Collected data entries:
□ □ □

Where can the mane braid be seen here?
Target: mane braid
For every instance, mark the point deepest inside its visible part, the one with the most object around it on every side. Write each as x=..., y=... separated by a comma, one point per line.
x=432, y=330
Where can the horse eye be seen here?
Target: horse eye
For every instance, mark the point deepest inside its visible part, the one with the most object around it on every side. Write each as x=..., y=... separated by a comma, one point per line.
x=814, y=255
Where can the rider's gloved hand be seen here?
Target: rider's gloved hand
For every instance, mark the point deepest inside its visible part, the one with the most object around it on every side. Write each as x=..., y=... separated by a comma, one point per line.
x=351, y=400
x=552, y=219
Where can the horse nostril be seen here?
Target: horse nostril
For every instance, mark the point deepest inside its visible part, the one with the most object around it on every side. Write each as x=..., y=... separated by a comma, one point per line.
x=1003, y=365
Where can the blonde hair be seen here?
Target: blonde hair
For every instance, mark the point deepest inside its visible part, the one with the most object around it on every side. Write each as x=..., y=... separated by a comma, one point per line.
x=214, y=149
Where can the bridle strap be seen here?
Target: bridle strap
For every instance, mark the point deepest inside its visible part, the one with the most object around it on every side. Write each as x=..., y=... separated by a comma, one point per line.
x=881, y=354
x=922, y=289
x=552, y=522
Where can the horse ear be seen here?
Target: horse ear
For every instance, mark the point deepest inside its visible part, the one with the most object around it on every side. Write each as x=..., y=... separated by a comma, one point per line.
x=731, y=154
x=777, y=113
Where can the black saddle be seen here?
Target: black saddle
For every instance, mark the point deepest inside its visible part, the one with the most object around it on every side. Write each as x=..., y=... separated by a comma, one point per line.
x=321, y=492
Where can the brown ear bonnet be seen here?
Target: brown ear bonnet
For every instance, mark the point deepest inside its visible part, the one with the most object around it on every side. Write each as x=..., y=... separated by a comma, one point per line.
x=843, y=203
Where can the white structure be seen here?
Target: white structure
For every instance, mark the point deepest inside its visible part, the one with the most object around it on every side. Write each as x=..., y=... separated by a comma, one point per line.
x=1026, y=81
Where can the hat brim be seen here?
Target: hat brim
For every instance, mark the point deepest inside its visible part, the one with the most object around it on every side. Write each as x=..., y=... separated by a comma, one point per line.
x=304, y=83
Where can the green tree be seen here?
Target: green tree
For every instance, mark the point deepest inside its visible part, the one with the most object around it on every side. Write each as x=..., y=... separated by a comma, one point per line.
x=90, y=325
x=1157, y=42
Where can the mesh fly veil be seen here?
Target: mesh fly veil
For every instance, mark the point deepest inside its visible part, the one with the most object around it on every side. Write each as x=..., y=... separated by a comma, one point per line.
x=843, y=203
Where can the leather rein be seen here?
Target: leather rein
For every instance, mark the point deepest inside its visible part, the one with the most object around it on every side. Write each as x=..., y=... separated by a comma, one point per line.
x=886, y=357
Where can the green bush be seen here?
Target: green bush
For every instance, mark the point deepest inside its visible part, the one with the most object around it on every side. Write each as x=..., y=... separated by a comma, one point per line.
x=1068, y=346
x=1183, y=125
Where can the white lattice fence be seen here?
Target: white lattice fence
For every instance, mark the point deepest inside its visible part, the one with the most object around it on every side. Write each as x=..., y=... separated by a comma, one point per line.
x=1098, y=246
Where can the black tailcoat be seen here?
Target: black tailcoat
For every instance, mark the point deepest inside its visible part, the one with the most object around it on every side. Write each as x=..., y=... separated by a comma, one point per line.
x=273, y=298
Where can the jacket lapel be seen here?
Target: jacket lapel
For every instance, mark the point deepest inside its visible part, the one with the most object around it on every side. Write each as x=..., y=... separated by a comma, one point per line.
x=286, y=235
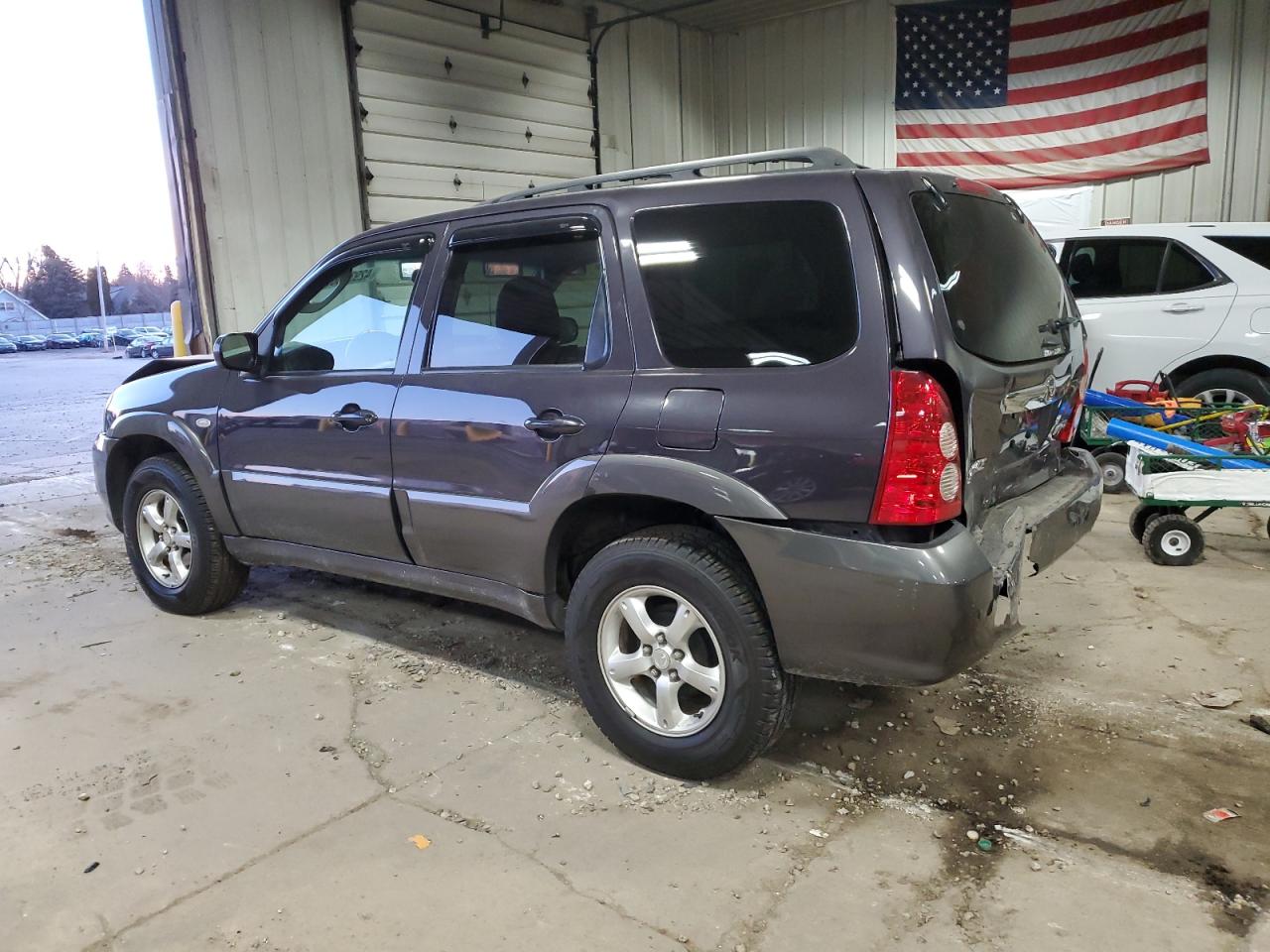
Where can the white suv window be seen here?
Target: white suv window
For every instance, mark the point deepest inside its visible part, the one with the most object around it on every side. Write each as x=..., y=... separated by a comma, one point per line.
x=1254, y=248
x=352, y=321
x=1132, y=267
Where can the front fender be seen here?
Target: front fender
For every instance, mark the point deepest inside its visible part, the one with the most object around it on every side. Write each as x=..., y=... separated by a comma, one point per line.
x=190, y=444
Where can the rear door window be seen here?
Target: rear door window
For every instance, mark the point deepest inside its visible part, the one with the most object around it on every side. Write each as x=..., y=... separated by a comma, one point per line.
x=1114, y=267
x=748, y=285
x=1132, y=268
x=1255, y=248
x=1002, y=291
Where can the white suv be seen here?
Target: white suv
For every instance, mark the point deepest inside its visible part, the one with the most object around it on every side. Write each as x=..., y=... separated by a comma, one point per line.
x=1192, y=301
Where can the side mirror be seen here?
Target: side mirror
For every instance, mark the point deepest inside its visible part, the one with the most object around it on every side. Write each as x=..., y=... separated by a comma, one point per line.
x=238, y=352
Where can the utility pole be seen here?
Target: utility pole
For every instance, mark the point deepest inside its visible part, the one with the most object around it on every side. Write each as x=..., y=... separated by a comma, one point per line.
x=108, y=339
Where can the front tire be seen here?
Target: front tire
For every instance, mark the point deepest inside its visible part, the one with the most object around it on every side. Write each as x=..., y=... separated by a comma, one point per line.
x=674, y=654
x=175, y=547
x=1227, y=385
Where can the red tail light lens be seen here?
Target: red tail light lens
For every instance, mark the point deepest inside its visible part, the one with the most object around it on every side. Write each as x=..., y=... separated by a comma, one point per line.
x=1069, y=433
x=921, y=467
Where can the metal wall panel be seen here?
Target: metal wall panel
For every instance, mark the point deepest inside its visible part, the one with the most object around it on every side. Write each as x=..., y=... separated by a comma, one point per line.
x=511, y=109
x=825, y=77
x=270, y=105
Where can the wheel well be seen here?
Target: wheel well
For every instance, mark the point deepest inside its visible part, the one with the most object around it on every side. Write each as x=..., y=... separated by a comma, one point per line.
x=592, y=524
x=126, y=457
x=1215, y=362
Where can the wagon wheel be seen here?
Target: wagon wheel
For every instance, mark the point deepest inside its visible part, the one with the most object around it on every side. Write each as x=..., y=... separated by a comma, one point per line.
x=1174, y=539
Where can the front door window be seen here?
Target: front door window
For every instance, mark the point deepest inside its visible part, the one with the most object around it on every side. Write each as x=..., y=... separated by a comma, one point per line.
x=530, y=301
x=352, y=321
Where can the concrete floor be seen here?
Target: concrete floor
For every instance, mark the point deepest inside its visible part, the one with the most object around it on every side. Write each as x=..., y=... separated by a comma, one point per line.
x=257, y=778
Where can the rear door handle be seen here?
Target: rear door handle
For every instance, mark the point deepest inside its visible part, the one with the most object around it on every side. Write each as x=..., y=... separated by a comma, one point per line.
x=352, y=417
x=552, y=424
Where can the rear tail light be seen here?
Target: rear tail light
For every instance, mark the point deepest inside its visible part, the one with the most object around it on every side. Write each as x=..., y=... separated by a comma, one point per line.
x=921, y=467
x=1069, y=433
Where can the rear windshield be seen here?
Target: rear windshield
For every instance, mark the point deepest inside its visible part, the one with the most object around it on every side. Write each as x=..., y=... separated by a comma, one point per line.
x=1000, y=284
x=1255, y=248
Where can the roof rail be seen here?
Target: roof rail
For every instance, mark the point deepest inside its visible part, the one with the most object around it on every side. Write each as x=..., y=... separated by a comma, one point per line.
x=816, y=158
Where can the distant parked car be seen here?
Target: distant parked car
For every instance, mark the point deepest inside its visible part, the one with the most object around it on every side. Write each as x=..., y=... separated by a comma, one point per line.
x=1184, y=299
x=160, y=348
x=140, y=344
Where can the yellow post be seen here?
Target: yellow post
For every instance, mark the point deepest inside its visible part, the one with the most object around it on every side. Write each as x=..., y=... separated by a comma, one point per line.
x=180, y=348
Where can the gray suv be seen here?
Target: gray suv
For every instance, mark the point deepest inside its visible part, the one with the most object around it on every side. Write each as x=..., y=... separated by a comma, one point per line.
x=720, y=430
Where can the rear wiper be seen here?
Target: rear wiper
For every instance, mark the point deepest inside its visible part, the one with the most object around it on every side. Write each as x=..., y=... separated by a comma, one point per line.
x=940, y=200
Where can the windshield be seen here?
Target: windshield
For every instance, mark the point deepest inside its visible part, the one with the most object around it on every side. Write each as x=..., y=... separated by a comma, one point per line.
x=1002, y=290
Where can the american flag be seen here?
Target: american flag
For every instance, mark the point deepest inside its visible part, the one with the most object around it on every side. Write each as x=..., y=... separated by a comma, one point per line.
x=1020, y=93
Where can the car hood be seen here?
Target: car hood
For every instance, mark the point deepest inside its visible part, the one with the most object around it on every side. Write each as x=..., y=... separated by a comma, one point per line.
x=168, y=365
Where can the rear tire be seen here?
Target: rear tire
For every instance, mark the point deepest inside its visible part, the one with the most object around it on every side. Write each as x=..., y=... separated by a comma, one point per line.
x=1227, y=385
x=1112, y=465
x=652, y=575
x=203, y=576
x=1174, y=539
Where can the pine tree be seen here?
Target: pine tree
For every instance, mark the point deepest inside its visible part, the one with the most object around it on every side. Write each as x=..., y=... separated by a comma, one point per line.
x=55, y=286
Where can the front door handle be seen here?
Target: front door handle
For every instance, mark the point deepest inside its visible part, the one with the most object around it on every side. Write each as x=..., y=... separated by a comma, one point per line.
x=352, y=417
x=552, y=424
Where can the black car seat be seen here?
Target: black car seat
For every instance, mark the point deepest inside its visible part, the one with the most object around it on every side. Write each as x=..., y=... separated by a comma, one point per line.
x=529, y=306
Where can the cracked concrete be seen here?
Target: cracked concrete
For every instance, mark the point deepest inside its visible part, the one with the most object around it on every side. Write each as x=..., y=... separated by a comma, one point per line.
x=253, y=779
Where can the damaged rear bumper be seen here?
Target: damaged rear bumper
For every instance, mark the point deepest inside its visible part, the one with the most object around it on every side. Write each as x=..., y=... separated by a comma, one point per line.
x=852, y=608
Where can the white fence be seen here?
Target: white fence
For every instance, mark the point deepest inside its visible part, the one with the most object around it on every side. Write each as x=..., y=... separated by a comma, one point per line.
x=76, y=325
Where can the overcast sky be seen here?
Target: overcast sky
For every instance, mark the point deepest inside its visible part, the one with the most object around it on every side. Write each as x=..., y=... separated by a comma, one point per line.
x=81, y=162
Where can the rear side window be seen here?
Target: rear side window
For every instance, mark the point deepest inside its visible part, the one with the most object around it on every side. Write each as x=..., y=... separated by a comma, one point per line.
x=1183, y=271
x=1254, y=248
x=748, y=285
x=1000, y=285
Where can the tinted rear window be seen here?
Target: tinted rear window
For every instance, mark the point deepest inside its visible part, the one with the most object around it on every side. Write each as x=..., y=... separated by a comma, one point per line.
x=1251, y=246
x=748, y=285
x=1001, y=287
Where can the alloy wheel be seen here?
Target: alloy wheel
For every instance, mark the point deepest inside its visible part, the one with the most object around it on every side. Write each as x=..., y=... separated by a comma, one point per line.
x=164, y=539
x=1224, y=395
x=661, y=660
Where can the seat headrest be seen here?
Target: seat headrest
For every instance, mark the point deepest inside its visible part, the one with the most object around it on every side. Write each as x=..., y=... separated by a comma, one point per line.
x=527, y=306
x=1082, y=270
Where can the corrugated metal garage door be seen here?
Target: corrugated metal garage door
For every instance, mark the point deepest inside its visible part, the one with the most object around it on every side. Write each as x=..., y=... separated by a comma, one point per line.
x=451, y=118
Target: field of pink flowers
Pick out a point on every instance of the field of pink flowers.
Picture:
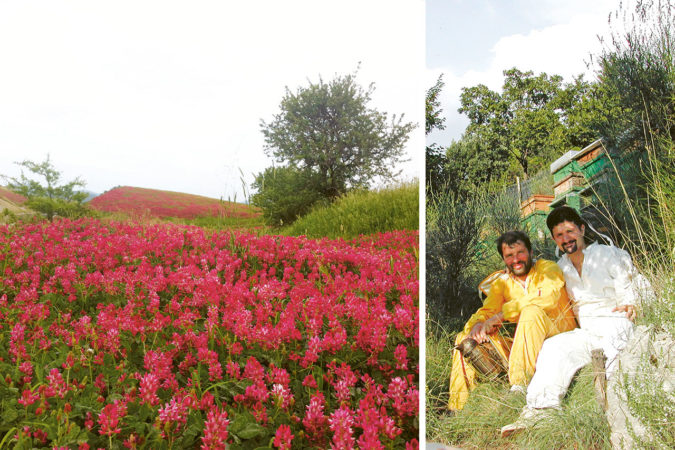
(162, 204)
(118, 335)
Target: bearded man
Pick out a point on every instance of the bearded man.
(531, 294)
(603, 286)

□ □ □

__The problem__. Copy out the stretch from the line containing "Where can the front fender be seen here?" through the line containing "x=1192, y=301", replacing "rear door window" with "back door window" and keeping everything else the same.

__Solution to this exercise__.
Where can the front fender be seen here?
Target: front fender
For every instance, mark the point deepest inside its visible part, the one with the most object around it on every side. Write each as x=..., y=... separated by a comma, one point per line.
x=190, y=444
Where can the back door window be seen here?
Target: back door window
For every instance, mark the point deepest inside its visible part, the one with the most object around it on every side. Write each as x=..., y=... separated by a comma, one point per line.
x=1114, y=267
x=748, y=285
x=1132, y=268
x=1255, y=248
x=1002, y=291
Where can the white suv be seen here?
Target: white suv
For every instance, mark the point deepest inside its visible part, the one with the most object around it on every side. Write each as x=..., y=... separated by a comma, one point per line.
x=1192, y=301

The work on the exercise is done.